Exercise brief:
Copy the material below word for word, beginning at the line that contains "Every <instance> is" and stopping after the line that contains "58L388 33L381 119L507".

(Recorded data Opens)

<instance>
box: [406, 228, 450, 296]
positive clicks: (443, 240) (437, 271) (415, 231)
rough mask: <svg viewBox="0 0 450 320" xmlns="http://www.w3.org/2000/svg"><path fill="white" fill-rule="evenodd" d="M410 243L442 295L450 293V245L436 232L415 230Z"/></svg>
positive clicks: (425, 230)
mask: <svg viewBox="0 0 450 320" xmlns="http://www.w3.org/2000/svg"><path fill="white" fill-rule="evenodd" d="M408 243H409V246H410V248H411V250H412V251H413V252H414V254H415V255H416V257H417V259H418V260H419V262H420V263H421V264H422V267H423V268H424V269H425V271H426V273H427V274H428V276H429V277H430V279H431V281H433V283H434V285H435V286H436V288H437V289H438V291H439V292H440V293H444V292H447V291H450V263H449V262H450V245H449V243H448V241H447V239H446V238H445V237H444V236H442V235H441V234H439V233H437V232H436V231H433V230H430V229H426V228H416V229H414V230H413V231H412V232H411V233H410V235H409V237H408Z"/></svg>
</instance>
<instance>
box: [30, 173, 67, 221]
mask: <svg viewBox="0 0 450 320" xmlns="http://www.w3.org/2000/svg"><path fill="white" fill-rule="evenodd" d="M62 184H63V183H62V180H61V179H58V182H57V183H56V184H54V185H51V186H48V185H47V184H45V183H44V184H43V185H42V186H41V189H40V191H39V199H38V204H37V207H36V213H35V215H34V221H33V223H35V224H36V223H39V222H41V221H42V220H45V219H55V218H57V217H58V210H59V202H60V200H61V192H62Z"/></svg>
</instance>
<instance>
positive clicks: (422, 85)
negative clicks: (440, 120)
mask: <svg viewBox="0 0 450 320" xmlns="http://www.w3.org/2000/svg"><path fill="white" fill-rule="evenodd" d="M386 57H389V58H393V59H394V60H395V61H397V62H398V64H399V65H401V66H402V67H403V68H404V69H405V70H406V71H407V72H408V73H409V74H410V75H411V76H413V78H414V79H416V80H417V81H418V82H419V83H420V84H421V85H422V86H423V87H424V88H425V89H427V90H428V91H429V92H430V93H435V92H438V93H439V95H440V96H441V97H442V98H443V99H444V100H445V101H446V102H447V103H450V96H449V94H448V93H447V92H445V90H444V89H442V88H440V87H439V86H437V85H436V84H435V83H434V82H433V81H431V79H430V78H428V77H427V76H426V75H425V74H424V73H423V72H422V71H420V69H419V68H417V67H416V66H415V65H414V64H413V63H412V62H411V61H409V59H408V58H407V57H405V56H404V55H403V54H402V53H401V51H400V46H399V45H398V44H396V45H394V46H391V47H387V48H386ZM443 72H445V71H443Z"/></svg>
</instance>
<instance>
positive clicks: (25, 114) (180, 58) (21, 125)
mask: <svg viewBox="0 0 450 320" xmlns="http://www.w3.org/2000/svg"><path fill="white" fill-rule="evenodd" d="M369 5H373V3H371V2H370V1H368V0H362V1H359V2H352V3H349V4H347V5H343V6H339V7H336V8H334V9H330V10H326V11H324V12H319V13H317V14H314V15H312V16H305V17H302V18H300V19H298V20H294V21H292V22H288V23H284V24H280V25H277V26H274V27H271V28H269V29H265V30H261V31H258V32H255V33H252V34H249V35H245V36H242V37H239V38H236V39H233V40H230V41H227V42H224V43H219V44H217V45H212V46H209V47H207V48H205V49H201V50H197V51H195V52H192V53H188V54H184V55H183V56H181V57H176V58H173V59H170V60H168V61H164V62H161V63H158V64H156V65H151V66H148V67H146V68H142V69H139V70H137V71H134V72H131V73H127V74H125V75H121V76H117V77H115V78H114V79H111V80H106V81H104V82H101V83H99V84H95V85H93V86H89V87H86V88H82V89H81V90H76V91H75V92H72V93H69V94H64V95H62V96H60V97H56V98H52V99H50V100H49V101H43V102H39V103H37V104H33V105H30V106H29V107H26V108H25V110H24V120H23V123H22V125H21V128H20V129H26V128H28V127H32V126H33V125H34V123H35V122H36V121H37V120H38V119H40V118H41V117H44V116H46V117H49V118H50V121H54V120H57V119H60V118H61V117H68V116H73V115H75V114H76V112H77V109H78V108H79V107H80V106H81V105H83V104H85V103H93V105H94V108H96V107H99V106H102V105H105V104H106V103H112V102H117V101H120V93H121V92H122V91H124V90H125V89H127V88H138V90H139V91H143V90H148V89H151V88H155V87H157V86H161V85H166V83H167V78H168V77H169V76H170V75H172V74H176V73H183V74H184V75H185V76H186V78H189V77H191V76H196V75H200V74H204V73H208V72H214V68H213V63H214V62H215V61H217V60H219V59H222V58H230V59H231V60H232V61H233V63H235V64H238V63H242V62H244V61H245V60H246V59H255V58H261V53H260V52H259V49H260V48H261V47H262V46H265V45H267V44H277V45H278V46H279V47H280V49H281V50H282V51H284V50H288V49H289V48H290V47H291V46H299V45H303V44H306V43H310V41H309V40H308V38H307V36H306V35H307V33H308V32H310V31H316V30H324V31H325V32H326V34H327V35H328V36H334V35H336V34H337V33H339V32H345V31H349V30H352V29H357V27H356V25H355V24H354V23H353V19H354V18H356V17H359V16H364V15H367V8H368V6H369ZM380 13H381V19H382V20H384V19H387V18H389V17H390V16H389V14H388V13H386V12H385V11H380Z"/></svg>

(Recorded data Closes)
(Recorded data Opens)

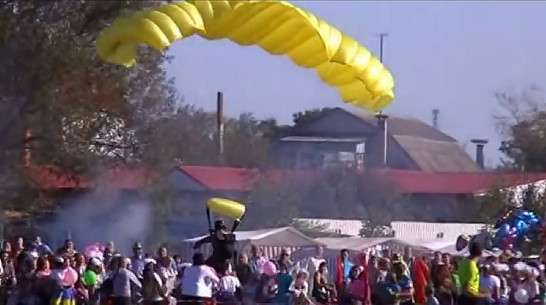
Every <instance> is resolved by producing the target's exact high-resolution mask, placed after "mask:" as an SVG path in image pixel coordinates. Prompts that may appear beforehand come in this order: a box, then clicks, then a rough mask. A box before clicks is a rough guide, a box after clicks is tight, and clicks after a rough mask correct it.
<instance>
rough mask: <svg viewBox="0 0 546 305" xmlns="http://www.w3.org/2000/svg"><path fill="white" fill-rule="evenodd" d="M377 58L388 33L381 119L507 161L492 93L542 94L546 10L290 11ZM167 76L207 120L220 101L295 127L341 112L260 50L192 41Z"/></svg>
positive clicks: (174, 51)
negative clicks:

(Recorded data Closes)

Result:
Every <instance> is resolved by producing the target's exact high-resolution mask, placed after "mask:" as an SVG path in image pixel coordinates. Prompts that may appear beforehand come in this order: a box, then clicks, then a rough mask. A box before clicks is a rough guide, a box after clicks is tight, and clicks after a rough mask correct it.
<instance>
rough mask: <svg viewBox="0 0 546 305" xmlns="http://www.w3.org/2000/svg"><path fill="white" fill-rule="evenodd" d="M377 58L388 33L381 119L507 161L492 93L542 94L546 10L290 11ZM167 76L207 120L220 101L295 127L341 112L260 50L192 41Z"/></svg>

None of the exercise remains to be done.